Even over 300 miles of transatlantic cable a BBC voice is a BBC voice: calm, assured. “You see we’re doing this anniversary thing on the Assassination. We want you to interview Jackie Onassis, Nellie Connally, Lady Bird Johnson, Marina Oswald, Mrs. Tippett, Judge Sara Hughes, and oh, yes, Lee Harvey Oswald’s mother.” A job is only a job. This would be a career! I became excited. “You mean you want me to fly to the Greek islands and…” “No. Catch her in Central Park if you can. We’ve got our trace service in New York locating the others.”
The weeks passed. Jackie Onassis did not seem to be in Central Park. The trace service could locate no one. Not even Nellie Connally, even though McCalls had just done a big story on her. The voice from the BBC was turning testy. “No one? Listen. You’ve got to find four women. We’re planning this big feature. The Widows of Dealey Plaza. Go to Dallas. See what you come up with, and watch the expenses. we’re flying this photographer out from London to meet you there.” “You’re flying a photographer out from London, and you ask me to watch the expenses? There are photographers in Texas, you know.” The voice from BBC didn’t believe it.

Records shown:
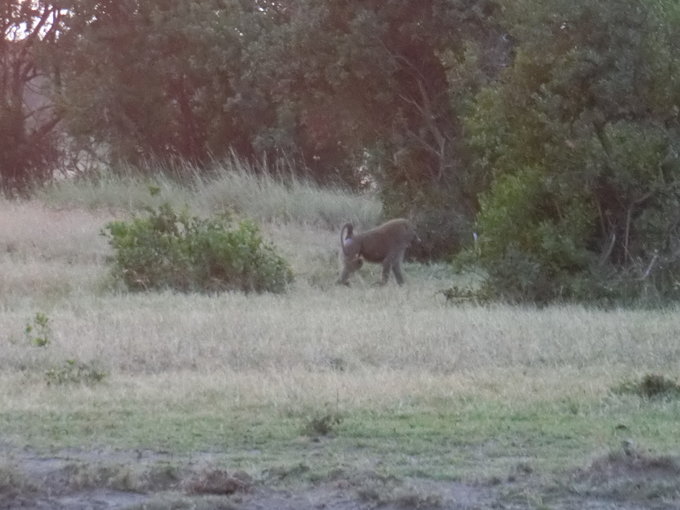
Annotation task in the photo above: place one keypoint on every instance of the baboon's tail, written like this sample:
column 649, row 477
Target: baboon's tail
column 349, row 228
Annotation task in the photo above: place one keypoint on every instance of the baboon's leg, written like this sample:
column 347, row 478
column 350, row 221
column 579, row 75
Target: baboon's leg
column 387, row 265
column 349, row 267
column 396, row 269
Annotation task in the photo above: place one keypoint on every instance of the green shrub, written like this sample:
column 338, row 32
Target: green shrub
column 173, row 250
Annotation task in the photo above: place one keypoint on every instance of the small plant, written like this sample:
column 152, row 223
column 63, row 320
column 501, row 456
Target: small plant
column 170, row 249
column 74, row 372
column 38, row 330
column 651, row 386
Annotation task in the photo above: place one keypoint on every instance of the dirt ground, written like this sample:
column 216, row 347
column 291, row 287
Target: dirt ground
column 105, row 480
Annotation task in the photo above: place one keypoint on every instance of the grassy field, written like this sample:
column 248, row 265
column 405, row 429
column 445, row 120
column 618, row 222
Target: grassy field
column 295, row 388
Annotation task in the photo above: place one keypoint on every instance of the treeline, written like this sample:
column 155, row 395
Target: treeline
column 549, row 128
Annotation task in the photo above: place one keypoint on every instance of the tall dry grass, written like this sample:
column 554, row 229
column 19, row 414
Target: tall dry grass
column 232, row 185
column 373, row 345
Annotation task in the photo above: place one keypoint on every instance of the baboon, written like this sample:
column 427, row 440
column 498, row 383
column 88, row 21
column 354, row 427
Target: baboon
column 384, row 245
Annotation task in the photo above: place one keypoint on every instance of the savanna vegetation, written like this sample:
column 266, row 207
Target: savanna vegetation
column 174, row 175
column 548, row 130
column 356, row 397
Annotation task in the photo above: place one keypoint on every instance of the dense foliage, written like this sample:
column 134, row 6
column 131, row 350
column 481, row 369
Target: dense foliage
column 579, row 139
column 167, row 249
column 549, row 128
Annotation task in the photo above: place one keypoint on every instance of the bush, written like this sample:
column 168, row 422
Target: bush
column 173, row 250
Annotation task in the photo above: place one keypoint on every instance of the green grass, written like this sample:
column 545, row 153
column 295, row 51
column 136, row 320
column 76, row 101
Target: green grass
column 422, row 387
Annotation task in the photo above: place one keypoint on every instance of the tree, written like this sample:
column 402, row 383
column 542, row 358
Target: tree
column 579, row 140
column 28, row 145
column 156, row 79
column 380, row 86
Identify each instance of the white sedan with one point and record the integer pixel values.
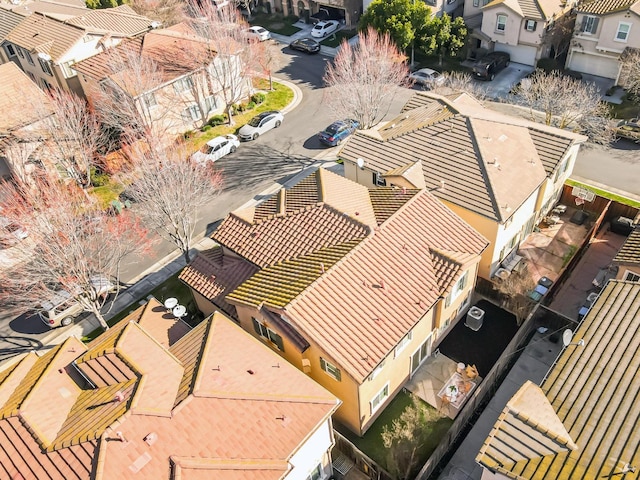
(260, 124)
(258, 33)
(322, 29)
(216, 149)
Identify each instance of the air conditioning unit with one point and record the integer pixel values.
(475, 317)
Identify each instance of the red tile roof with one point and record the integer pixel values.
(244, 413)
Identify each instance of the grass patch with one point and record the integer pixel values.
(371, 442)
(280, 97)
(276, 23)
(605, 194)
(172, 287)
(336, 39)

To do:
[A] In the passage about the BBC assignment, what name does the BBC give its planned feature?
[B] Please write out everything in the rows, from the very start of the rows down to and including the line that contains "column 295, row 388", and leave the pictures out.

Exercise answers:
[A] The Widows of Dealey Plaza

[B]
Annotation task in the photo above: place one keypoint on every instance of the baboon's tail, written like this sample:
column 649, row 477
Target: baboon's tail
column 349, row 228
Annotation task in the photo above: place one keypoint on every instance of the baboon's leg, written like this sample:
column 347, row 478
column 350, row 221
column 579, row 75
Target: baboon's leg
column 387, row 265
column 349, row 267
column 396, row 269
Annotation task in the photo above: place one keypoint on every instance of the green shrub, written like this sample:
column 338, row 32
Target: green shrub
column 173, row 250
Annotation task in the photo above: place one keypoint on every instance of the small plant, written like this sample:
column 152, row 223
column 63, row 320
column 501, row 456
Target: small plant
column 170, row 249
column 74, row 372
column 38, row 330
column 651, row 386
Annotation task in the photo above: place one keypoint on every instance of the dirt ground, written like this sample:
column 216, row 347
column 291, row 287
Target: dirt ground
column 105, row 480
Annotation task in the photo above: place one keypoint on every instance of the grassy field, written like this sample:
column 248, row 265
column 405, row 429
column 445, row 120
column 618, row 222
Target: grassy field
column 295, row 388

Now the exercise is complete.